EXERCISE DETAILS: Every entry must be output exactly as it is written.

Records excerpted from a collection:
□ □ □ □ □ □ □

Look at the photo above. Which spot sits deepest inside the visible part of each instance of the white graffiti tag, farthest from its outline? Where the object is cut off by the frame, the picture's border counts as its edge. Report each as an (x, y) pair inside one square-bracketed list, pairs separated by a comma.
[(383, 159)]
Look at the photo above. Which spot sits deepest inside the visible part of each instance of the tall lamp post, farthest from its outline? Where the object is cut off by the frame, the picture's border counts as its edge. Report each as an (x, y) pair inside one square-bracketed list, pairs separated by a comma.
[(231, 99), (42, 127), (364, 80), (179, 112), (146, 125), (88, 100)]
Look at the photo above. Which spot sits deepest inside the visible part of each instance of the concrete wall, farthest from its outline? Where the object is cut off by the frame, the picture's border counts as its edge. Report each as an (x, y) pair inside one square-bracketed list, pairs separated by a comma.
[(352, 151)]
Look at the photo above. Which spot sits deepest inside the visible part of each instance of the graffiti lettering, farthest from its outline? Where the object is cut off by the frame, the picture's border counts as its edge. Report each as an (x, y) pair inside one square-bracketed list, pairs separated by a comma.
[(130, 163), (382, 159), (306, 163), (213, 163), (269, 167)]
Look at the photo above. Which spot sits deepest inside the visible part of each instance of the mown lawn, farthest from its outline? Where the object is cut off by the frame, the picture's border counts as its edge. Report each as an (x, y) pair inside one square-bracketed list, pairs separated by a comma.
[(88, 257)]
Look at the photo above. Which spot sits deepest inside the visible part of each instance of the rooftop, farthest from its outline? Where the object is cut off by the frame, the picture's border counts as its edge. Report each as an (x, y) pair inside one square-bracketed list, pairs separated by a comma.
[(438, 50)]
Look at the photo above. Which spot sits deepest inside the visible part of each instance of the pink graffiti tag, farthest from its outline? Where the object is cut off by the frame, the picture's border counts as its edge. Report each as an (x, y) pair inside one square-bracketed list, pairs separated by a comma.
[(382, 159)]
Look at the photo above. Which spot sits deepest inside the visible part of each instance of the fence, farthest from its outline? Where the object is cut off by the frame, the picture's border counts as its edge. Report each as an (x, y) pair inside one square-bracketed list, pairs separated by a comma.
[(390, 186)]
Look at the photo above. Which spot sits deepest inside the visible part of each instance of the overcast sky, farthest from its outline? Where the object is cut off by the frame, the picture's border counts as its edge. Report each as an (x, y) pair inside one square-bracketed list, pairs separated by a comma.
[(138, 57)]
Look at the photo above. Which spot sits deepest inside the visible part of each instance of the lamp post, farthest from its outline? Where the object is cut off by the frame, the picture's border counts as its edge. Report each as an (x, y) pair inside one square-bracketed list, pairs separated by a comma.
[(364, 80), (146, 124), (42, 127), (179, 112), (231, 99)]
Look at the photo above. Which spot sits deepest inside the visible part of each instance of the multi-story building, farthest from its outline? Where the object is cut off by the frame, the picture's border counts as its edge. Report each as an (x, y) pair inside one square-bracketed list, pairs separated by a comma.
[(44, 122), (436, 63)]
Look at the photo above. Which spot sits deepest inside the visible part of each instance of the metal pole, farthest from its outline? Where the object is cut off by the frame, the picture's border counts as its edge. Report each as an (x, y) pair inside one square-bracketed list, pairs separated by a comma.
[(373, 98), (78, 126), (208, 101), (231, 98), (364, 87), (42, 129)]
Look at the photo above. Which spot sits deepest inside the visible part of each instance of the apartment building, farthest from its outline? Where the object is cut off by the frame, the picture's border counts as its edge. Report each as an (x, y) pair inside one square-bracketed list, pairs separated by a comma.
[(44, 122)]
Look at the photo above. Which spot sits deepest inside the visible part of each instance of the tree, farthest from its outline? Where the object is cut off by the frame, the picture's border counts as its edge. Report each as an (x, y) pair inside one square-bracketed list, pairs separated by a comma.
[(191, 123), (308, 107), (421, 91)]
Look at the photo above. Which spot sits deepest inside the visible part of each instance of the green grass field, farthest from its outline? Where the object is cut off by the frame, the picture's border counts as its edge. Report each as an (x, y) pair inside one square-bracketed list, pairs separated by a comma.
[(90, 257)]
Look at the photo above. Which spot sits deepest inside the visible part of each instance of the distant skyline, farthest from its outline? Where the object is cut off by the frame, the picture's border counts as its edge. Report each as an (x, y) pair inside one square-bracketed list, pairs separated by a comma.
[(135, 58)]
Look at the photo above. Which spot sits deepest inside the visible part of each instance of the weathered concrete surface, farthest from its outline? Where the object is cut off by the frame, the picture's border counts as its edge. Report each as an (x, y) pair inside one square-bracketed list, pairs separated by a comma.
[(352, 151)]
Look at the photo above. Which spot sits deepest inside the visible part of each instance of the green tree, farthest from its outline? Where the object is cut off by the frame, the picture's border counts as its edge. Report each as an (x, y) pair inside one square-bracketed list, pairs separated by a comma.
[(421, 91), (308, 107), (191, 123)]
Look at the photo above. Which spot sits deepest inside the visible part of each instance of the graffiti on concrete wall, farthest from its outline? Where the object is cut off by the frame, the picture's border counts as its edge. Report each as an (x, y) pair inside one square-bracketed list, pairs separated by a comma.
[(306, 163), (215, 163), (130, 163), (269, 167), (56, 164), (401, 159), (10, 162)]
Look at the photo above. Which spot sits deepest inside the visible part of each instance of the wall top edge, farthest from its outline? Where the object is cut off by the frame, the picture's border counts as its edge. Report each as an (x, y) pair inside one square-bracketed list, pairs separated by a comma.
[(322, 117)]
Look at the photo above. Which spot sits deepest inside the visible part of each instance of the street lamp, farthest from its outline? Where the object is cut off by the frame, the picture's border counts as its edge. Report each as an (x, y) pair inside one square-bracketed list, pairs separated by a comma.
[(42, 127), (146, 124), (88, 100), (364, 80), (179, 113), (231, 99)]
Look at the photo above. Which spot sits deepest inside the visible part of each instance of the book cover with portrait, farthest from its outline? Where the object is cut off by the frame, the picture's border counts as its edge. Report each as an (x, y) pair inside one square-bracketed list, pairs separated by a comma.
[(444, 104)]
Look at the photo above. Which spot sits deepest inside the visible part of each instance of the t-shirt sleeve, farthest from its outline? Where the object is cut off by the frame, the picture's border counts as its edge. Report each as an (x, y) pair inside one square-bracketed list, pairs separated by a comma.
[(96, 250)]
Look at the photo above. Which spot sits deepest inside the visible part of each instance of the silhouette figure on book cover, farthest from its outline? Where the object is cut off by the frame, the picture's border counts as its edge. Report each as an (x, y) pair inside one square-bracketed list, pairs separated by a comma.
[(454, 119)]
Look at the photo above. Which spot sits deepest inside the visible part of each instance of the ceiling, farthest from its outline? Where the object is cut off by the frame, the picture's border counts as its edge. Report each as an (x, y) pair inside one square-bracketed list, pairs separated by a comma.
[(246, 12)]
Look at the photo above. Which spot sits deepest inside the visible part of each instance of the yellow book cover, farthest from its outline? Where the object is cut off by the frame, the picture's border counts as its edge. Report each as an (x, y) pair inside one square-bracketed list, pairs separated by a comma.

□ □ □ □ □ □ □

THE COMPLETED TASK:
Look at the photo above. Which spot sits deepest inside the visible part of each instance of the white graffiti tag, farthest from its outline? Where the object is cut off by the frame, the picture's border counts as its edge. Report each as an (x, y) pair inside one square-bracketed list, pairs separated by a comma.
[(383, 159)]
Look at the photo above. Which spot sits deepest inside the visible part of each instance of the tall lamp post, farthest from its outline? Where the object is cut off by the frame, the picture's border counts as its edge. Report each as an (x, y) pair inside one square-bracketed list, pairs separated by a comma.
[(231, 99), (42, 127), (364, 80), (179, 112), (146, 125), (88, 100)]
Look at the photo above. Which spot sits deepest inside the visible part of each instance of the concrete wall, farthest from its outline? Where the object is cut off by the frame, the picture's border counts as its edge. Report each as an (x, y) pair inside one square-bracketed list, pairs separated by a comma.
[(352, 151)]
Look at the photo above. Which spot sits deepest inside the visible part of each instance of the graffiti lettering, farthest from its outline? Where the object is cut off by the frame, the picture's border counts as its edge. Report each as an (x, y) pair inside one square-bracketed list, pairs separated by a comma.
[(130, 163), (382, 159), (306, 163), (213, 163), (269, 167)]
Look at the photo above. Which spot sits deepest inside the visible part of each instance of the mown lawn, farthest from its outline? Where the object is cut off by the frame, the picture's border counts as its edge. Report each as an (x, y) pair inside one square-bracketed list, pairs separated by a comma.
[(88, 257)]
Look at the photo above. Which spot sits deepest inside the visible part of each instance of the rooftop, farthest from its outline? Where the object is cut off by the frame, the picture's border counts as its edge. Report each as an (x, y) pair inside one square-bracketed list, pairs separated by a comma.
[(438, 50)]
Look at the photo above. Which spot sits deepest inside the visible part of each instance of the pink graffiti tag, farthest from its outline? Where the object is cut off by the frame, the picture's border counts as its edge. Report each as an (x, y) pair inside one square-bracketed list, pairs separated by a comma.
[(382, 159)]
Look at the photo above. Which spot sits deepest inside the visible part of each instance of the fence, farthest from its outline? Where the object is cut off by the frame, the picture's border counts as its edge. Report each as an (x, y) pair inside one square-bracketed list, pairs separated by a comma.
[(390, 186)]
Look at the photo above. Which spot sits deepest inside the visible part of each instance of the overcast sky, farthest from its outline? Where the object is cut off by the frame, the picture's border counts as its edge. Report each as an (x, y) pair inside one square-bracketed list, pairs separated by a comma.
[(138, 57)]
Look at the photo above. Which spot sits deepest inside the visible part of each instance of the lamp post, farthest from its outline? Where the object is cut off by the frame, the picture's border counts as its edge. Report each as an (x, y) pair inside one square-bracketed list, pairs separated by a comma.
[(364, 80), (146, 124), (42, 127), (179, 112), (231, 99)]
Look at the photo above. Which spot sits deepest inside the visible part of each instance of the multi-story building, farthest from its outline? Where the object is cut off by the frame, the picture's border counts as its edge. Report each as an (x, y) pair inside one square-bracketed list, pairs separated by a comma.
[(44, 122), (436, 63)]
Look at the photo above. Which spot sits deepest inside the visible part of each instance of the metal pole, farthest from its outline? Where the object is cut off by the frame, the picture's border counts as its edge. Report each as an (x, y) pair inside one square-bracketed list, pairs separated by a comma.
[(373, 98), (78, 126), (208, 101), (231, 98), (364, 87), (42, 129)]
Look at the photo above. Which spot sits deepest inside the visible part of each instance of the apartment building, farthest from its outline? Where the object is cut off by the frame, the picture's border counts as its edge. Report each as an (x, y) pair inside one square-bracketed list, pairs separated by a comma.
[(44, 122)]
Look at the photo above. Which spot sits deepest inside the visible part of each instance of the tree, farthest from its outline? Where the object is cut off by the frame, the picture's border counts as its edge. Report each as an (x, y) pair inside one square-bracketed list, pairs separated by a comma.
[(191, 123), (308, 107), (421, 91)]
Look at the photo above. Which spot sits deepest inside the visible part of each instance of the green grass field, farthest from its outline? Where the object is cut off by the frame, the picture's border counts as its edge. Report each as an (x, y) pair inside one square-bracketed list, pairs separated by a comma.
[(90, 257)]
Look at the photo above. Which spot sits deepest inside the visible part of each instance of the distant skyline, farthest from its outline? Where the object is cut off by the frame, the picture's border counts as its edge. Report each as an (x, y) pair inside one square-bracketed list, pairs separated by a comma.
[(135, 58)]
Look at the photo above. Which spot sits deepest inside the visible part of each instance of the weathered concrete surface, farthest from its outline? Where the object is cut off by the frame, the picture's border counts as its edge. Report each as an (x, y) pair inside one square-bracketed list, pairs separated by a comma.
[(352, 151)]
Look at the photo above. Which spot sits deepest inside the visible part of each instance of the green tree, farthest from its outline? Where the object is cut off by the frame, the picture's border counts as its edge. Report each as an (x, y) pair inside one square-bracketed list, pairs separated by a comma.
[(421, 91), (308, 107), (191, 123)]
Look at the photo above. Which spot sits deepest inside the visible part of each instance of the graffiti on concrete wall, farthest from its outline? Where the object is cut off by the frame, the picture's border counts as its edge. Report each as an (x, y) pair inside one square-bracketed list, pairs separated by a comma.
[(306, 163), (215, 163), (130, 163), (269, 167), (56, 164), (401, 159), (10, 162)]
Look at the photo above. Which spot sits deepest inside the visible part of each instance of the wall top edge, farthest from its outline? Where the object is cut off by the frame, the picture's border counts as its edge. Report each as an (x, y) pair inside one square-bracketed list, pairs separated by a comma.
[(322, 117)]
Look at the photo above. Which spot sits deepest inside the visible part of each instance of the street lamp, farthest from its outline? Where the object is cut off by the frame, the picture's border counts as its edge. Report each as an (x, y) pair inside one square-bracketed list, pairs separated by a comma.
[(42, 127), (146, 124), (88, 100), (364, 80), (179, 113), (231, 99)]
Look at the photo above. Which spot sits deepest inside the visible part of each instance of the book cover with portrait, farthest from its outline? Where the object is cut off by the frame, the picture's border counts as its edge. Report each as an (x, y) pair inside one square-bracketed list, pairs separated by a comma.
[(444, 104)]
Look at the photo above. Which spot sits deepest inside the visible part of each instance of the t-shirt sleeve, farthest from its outline? Where the object is cut off by the frame, the picture's border counts as its edge. Report each as an (x, y) pair inside one square-bracketed list, pairs separated by a comma.
[(96, 250)]
Look at the photo above. Which spot sits deepest inside the visible part of each instance of the silhouette figure on book cover, farthest from its outline? Where the object is cut off by the frame, the picture's border counts as its edge. Report each as an (x, y) pair inside one square-bracketed list, pairs separated by a comma.
[(454, 119)]
Look at the photo above. Which spot sits deepest inside the visible part of each instance of the ceiling, farthest from its outline? Where the object is cut off by the frame, the picture's border counts as its edge. Report each as an (x, y) pair inside one square-bracketed list, pairs separated by a comma.
[(246, 12)]
Look at the photo above. Which spot sits deepest inside the visible part of each instance of the yellow book cover, farthest from its outline? Where the object is cut off by the frame, the picture's border counts as its edge. Report each as an (x, y) pair inside one square-bracketed list, pairs separated by a comma.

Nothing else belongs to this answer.